■ ИСХОДНЫЙ ОТРЫВОК:
++++++++

О. Г. Порохова, не отрицая того, что ироническое отношение в русской бытовой речи к «высоким» старославянским словам меняло эмоциональную окраску этих слов с положительной на отрицательную (что часто способствовало и изменению их значений, иногда на противоположные — ср.: [Копорский, 1955, 17—23; Соколов, 1980, 36—42]), указывает на особенность ситуации с благой. Дело в том, что слова благой ‘хороший’ и благо ‘хорошо’ уже в древнерусскую пору могли использоваться и в разговорном языке. Здесь они делались словами близкими к обычным словам русского народного языка. «Лишаясь оттенка высокой экспрессивности, они теряли условия для иронического переосмысления. Показательно в этом смысле, что благой и благо в значениях ‘хороший’, ‘хорошо’ попадают даже в диалекты русского языка и не имеют там какой-либо экспрессивной окраски» [Порохова, 1968, 187].

++++++++

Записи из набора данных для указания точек
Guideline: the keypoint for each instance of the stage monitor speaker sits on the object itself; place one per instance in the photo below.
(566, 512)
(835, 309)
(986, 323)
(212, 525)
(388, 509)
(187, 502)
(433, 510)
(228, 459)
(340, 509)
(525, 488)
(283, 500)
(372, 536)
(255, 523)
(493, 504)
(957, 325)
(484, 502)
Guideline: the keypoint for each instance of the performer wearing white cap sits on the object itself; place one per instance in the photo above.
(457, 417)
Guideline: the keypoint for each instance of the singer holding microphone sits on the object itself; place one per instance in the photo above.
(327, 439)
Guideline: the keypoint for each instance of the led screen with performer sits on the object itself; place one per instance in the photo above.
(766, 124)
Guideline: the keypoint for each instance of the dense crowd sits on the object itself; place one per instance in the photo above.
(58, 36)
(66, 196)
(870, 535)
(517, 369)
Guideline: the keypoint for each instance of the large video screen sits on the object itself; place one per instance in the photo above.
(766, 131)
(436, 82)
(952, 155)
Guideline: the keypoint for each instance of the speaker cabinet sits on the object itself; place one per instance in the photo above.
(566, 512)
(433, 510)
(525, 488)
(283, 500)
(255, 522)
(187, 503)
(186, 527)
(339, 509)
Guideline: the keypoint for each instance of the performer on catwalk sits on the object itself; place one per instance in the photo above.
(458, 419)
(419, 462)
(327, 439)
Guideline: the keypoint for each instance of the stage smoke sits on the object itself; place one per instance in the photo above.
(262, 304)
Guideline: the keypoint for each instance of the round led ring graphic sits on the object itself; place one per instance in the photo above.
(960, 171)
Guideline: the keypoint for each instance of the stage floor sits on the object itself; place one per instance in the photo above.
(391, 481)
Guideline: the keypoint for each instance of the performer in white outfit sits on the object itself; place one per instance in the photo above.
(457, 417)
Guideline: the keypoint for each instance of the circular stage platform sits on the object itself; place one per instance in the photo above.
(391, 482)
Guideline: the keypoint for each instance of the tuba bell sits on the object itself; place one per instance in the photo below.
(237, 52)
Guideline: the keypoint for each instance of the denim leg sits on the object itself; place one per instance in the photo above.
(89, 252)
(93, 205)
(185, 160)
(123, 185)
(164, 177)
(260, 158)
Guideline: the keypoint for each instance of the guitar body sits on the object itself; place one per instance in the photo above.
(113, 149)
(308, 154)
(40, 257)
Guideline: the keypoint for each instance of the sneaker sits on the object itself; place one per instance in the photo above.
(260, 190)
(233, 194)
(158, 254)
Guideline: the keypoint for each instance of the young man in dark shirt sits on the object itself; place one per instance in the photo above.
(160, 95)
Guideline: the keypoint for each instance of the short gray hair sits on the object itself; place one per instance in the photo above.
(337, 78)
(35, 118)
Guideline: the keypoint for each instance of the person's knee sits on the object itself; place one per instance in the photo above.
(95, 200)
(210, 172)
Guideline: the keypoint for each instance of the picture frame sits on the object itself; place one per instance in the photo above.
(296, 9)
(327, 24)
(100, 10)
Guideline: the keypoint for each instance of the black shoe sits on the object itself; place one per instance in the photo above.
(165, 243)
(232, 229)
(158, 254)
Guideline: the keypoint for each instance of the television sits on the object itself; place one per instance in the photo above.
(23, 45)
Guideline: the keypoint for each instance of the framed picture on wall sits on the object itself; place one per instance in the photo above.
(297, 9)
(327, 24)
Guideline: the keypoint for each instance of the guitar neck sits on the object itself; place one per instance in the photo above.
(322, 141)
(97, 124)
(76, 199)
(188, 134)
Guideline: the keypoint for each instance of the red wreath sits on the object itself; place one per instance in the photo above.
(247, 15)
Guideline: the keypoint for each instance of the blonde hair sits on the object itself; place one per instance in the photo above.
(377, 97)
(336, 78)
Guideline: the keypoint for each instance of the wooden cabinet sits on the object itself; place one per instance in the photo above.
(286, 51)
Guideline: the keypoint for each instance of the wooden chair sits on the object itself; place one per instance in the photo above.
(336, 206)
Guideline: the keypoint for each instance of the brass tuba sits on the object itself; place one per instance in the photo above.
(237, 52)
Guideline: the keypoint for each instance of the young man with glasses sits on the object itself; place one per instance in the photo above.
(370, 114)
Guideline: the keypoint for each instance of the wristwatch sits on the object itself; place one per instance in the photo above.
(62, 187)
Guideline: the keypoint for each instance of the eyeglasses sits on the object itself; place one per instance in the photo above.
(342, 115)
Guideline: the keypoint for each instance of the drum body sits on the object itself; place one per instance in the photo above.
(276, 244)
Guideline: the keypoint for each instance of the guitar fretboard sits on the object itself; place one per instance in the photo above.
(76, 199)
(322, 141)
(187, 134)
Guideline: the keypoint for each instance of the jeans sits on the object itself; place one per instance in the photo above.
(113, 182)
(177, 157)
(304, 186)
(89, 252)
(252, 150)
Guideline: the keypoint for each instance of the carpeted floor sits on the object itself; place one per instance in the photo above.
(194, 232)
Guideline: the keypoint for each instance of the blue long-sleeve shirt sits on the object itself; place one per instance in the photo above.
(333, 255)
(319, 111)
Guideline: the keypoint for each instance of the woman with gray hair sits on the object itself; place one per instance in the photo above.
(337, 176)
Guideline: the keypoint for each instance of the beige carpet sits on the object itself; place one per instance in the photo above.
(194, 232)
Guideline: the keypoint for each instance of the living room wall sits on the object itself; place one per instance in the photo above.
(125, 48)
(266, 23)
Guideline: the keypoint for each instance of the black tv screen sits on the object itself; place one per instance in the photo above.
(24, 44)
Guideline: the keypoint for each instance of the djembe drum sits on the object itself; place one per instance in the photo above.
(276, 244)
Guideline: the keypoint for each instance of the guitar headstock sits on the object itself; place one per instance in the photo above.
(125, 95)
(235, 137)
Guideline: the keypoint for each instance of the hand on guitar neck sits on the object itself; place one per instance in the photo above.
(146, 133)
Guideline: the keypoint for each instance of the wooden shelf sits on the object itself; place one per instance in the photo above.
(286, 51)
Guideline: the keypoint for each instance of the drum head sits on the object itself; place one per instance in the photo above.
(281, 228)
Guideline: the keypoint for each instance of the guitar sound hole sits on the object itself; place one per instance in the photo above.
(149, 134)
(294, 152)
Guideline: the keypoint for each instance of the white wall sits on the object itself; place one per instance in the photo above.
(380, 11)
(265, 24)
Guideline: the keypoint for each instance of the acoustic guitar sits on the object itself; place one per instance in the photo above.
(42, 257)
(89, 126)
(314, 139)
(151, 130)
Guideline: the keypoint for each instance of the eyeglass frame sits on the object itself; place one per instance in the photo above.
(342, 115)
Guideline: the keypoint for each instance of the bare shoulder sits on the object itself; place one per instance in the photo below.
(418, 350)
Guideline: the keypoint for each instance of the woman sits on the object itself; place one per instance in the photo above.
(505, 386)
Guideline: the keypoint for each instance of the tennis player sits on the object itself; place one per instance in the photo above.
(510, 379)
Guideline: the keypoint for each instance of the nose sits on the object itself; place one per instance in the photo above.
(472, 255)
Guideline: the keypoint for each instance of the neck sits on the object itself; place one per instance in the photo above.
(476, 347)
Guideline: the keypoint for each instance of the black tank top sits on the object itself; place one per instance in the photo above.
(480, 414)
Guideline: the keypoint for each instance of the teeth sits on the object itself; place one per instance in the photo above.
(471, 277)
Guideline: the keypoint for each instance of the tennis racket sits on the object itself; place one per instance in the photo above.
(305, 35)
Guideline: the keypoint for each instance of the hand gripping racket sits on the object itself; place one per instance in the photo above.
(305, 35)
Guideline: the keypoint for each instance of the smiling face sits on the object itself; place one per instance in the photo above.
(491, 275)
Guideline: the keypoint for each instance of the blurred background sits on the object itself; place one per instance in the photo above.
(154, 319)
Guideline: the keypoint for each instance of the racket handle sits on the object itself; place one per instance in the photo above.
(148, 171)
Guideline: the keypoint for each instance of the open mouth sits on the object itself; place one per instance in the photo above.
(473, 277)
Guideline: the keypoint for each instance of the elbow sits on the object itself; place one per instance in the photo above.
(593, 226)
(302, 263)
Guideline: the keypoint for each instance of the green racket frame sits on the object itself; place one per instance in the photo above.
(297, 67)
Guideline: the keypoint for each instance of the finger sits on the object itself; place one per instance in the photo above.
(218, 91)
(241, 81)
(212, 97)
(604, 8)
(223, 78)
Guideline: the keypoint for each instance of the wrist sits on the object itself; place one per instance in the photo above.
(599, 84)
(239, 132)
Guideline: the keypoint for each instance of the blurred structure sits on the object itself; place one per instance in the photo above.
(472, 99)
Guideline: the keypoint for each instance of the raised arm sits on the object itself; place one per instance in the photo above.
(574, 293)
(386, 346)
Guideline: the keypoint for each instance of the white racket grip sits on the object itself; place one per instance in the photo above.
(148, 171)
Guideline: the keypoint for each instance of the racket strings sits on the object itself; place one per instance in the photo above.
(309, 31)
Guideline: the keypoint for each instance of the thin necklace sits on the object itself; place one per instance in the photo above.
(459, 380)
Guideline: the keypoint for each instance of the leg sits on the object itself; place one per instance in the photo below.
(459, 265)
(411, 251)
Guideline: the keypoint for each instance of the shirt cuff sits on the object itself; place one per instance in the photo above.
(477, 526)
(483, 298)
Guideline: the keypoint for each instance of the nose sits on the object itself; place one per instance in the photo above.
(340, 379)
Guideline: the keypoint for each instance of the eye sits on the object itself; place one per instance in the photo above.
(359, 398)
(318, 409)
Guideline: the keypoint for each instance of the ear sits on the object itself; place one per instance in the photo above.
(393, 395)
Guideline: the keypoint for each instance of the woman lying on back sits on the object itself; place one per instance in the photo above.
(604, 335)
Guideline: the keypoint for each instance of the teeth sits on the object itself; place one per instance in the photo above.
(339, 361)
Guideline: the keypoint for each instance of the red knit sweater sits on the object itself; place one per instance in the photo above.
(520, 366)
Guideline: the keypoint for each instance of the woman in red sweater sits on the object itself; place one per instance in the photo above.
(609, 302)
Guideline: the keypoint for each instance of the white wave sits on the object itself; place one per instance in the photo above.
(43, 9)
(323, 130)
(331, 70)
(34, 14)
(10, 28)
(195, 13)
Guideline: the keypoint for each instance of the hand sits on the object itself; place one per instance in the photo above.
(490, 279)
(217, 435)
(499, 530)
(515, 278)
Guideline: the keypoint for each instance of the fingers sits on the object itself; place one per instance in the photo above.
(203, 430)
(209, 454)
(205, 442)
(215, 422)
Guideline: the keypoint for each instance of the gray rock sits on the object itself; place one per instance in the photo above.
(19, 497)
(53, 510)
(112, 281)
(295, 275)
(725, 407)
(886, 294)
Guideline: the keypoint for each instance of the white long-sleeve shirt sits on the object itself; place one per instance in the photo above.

++++++++

■ ЗАДАНИЕ 1: Где, согласно отрывку о слове «благой», слова благой ‘хороший’ и благо ‘хорошо’ могли использоваться уже в древнерусскую пору?
■ ЗАДАНИЕ 2: Выведите часть отрывка о слове «благой» от слов «О. Г. Порохова, не» до слов «[Порохова, 1968, 187].» включительно.

■ ПОЛНЫЙ ОТВЕТ 1: В разговорном языке.

■ ПОЛНЫЙ ОТВЕТ 2:
О. Г. Порохова, не отрицая того, что ироническое отношение в русской бытовой речи к «высоким» старославянским словам меняло эмоциональную окраску этих слов с положительной на отрицательную (что часто способствовало и изменению их значений, иногда на противоположные — ср.: [Копорский, 1955, 17—23; Соколов, 1980, 36—42]), указывает на особенность ситуации с благой. Дело в том, что слова благой ‘хороший’ и благо ‘хорошо’ уже в древнерусскую пору могли использоваться и в разговорном языке. Здесь они делались словами близкими к обычным словам русского народного языка. «Лишаясь оттенка высокой экспрессивности, они теряли условия для иронического переосмысления. Показательно в этом смысле, что благой и благо в значениях ‘хороший’, ‘хорошо’ попадают даже в диалекты русского языка и не имеют там какой-либо экспрессивной окраски» [Порохова, 1968, 187].